Reproduce all of the data exactly.

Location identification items
****

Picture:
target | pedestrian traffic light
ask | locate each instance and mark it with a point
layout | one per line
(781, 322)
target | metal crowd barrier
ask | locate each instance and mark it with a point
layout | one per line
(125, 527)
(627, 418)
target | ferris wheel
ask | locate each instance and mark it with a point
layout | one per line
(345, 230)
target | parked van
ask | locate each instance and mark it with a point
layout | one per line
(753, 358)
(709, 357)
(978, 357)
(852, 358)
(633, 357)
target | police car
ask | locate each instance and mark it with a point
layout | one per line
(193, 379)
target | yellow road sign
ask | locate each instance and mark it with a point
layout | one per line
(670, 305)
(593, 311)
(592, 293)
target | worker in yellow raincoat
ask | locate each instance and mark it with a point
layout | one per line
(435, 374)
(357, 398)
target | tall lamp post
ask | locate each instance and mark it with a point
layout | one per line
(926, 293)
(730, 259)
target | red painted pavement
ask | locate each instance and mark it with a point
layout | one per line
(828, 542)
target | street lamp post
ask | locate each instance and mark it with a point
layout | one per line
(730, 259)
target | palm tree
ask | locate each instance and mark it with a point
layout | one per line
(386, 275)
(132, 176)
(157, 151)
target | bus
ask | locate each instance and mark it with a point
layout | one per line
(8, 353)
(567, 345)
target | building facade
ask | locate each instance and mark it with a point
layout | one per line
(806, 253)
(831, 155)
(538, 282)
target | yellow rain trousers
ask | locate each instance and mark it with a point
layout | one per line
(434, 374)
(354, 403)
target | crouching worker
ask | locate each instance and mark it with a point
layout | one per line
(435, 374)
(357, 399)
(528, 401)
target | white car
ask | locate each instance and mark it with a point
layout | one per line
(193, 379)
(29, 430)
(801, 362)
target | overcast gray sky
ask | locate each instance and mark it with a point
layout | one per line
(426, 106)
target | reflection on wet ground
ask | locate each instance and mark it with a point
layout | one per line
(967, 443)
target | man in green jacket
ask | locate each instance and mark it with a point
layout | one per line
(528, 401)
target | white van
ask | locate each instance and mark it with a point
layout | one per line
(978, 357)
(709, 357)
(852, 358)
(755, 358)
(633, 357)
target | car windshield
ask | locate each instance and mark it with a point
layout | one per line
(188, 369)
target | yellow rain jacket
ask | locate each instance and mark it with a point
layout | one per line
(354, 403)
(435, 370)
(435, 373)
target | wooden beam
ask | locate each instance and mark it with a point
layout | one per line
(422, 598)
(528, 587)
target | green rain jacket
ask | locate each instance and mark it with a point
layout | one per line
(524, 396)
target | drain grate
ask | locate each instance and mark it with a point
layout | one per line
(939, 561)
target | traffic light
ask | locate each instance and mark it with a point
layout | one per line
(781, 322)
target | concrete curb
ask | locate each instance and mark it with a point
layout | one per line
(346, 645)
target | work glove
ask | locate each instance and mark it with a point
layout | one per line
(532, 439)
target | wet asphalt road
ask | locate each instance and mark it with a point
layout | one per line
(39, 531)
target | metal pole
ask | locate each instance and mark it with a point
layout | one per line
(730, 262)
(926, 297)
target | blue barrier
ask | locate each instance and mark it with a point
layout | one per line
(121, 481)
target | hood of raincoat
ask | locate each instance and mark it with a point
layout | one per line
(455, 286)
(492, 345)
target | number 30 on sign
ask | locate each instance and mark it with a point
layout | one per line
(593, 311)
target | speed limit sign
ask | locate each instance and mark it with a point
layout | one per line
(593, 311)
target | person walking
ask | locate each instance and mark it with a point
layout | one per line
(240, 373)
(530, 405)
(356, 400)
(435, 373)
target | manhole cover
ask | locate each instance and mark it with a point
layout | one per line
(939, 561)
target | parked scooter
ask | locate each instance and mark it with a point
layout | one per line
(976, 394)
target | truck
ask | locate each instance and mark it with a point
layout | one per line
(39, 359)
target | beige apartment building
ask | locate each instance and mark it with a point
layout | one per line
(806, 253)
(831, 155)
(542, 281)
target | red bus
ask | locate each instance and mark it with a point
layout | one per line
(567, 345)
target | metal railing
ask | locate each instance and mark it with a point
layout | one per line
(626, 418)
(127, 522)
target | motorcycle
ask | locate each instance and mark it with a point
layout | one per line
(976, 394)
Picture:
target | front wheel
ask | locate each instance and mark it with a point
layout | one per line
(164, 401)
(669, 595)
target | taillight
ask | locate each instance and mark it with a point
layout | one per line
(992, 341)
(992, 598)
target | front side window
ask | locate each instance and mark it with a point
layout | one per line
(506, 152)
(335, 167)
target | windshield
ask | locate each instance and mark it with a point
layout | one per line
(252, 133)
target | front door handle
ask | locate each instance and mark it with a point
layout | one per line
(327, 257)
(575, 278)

****

## Response to the exercise
Picture:
target | pedestrian traffic light
ask | locate each instance and mark it with a point
layout | one per line
(781, 322)
target | metal crowd barrier
ask | locate each instance and mark it with a point
layout | one per line
(125, 527)
(627, 418)
target | ferris wheel
ask | locate each instance and mark it with a point
layout | one per line
(345, 230)
target | parked van
ask | locate each instance and mark it with a point
layout | one per line
(753, 358)
(709, 357)
(978, 357)
(852, 358)
(633, 357)
target | police car
ask | locate each instance and mark it with a point
layout | one per line
(193, 379)
target | yellow road sign
ask | locate each instance and mark it with a point
layout | one per line
(670, 305)
(593, 311)
(592, 293)
target | worker in yellow raincoat
ask | locate each instance and mark it with a point
layout | one per line
(435, 374)
(357, 398)
target | tall lamp post
ask | locate each instance and mark it with a point
layout | one per line
(926, 293)
(730, 259)
target | red painted pavement
ask | locate each instance and mark it with a point
layout | one per line
(828, 542)
target | street lamp post
ask | locate each instance and mark it with a point
layout | one per line
(730, 259)
target | palm tree
ask | locate each instance and mark it with a point
layout | one per line
(386, 275)
(132, 176)
(157, 151)
target | bus
ask | locate each instance and mark it with a point
layout | one per line
(8, 353)
(567, 345)
target | building facade
ask | locate each instance and mark it with a point
layout | one per line
(806, 253)
(831, 155)
(538, 282)
target | yellow rain trousers
ask | locate each instance and mark it with a point
layout | one per line
(434, 374)
(354, 403)
target | crouching worker
ask | locate each instance and mark it with a point
layout | one per line
(435, 374)
(357, 399)
(528, 401)
target | white car
ask | locate each instance and mark it with a point
layout | one per line
(193, 379)
(29, 430)
(801, 362)
target | overcast gray sky
ask | locate each instance and mark it with a point
layout | one per line
(426, 106)
target | reflection on wet ground
ask | locate each instance and mark it with a point
layout | one per line
(967, 443)
target | man in green jacket
ask | locate each instance and mark it with a point
layout | one per line
(528, 401)
target | white van
ask | locate each instance and mark it with a point
layout | one per line
(978, 357)
(709, 357)
(852, 358)
(755, 358)
(633, 357)
target | car windshield
ask | locate each instance and mark it with a point
layout | one per line
(188, 369)
target | yellow rain jacket
ask | locate each instance and mark it with a point
layout | one per line
(354, 403)
(435, 370)
(435, 373)
target | wooden beam
ask | locate each instance and mark it with a point
layout | one per line
(422, 598)
(528, 587)
target | green rain jacket
ask | locate each instance and mark it with a point
layout | one per line
(524, 396)
target | drain grate
ask | locate each instance and mark it with a point
layout | one per line
(939, 561)
target | traffic light
ask | locate each instance and mark it with a point
layout | one per line
(781, 322)
target | concrete curb
ask | locate each instance and mark it with a point
layout | one per line
(346, 645)
target | work glove
ask | locate each instance and mark it with a point
layout | one per line
(532, 439)
target | wet asphalt road
ask | locate each instance and mark it with a point
layout | one per line
(39, 531)
target | metal pole
ask | locate each instance and mark it with a point
layout | one per line
(730, 262)
(926, 297)
target | blue barrier
ask | locate each instance and mark it with a point
layout | one per line
(121, 481)
target | hood of raincoat
ask | locate each instance and mark it with a point
layout | one per line
(455, 286)
(492, 345)
target | number 30 on sign
ask | locate each instance and mark it with a point
layout | one per line
(593, 311)
target | speed limit sign
ask | locate each instance and mark it with a point
layout | one per line
(593, 311)
target | person walking
ask | locate each instance and mark it with a point
layout | one per line
(240, 373)
(530, 405)
(356, 400)
(435, 373)
target | manhole cover
ask | locate each instance and mark it with a point
layout | one per line
(939, 561)
target | parked scooter
ask | locate each instance and mark it with a point
layout | one per line
(976, 394)
target | truck
ask | locate each instance and mark it with a point
layout | one per line
(39, 359)
target | beige apartment building
ask | locate each instance and mark it with a point
layout | one per line
(806, 253)
(831, 155)
(542, 281)
target | red bus
ask | locate each instance and mark it with a point
layout | one per line
(567, 345)
target | metal railing
ask | locate each instance and mark it with a point
layout | one per line
(626, 418)
(127, 522)
target | motorcycle
ask | locate each instance and mark it with a point
layout | one per line
(976, 394)
Picture:
target | front wheel
ask | locate each instance and mark it with a point
layout | one per line
(164, 401)
(669, 595)
target | taillight
ask | locate each instance and mark it with a point
layout | one per line
(992, 341)
(992, 598)
target | front side window
ask | locate each instance and mark it with a point
layout | one per line
(506, 152)
(335, 167)
target | windshield
ask | locate each instance and mark it with a point
layout | one per line
(252, 133)
target | front door handle
ask | locate each instance and mark it with a point
layout | one per line
(327, 257)
(575, 278)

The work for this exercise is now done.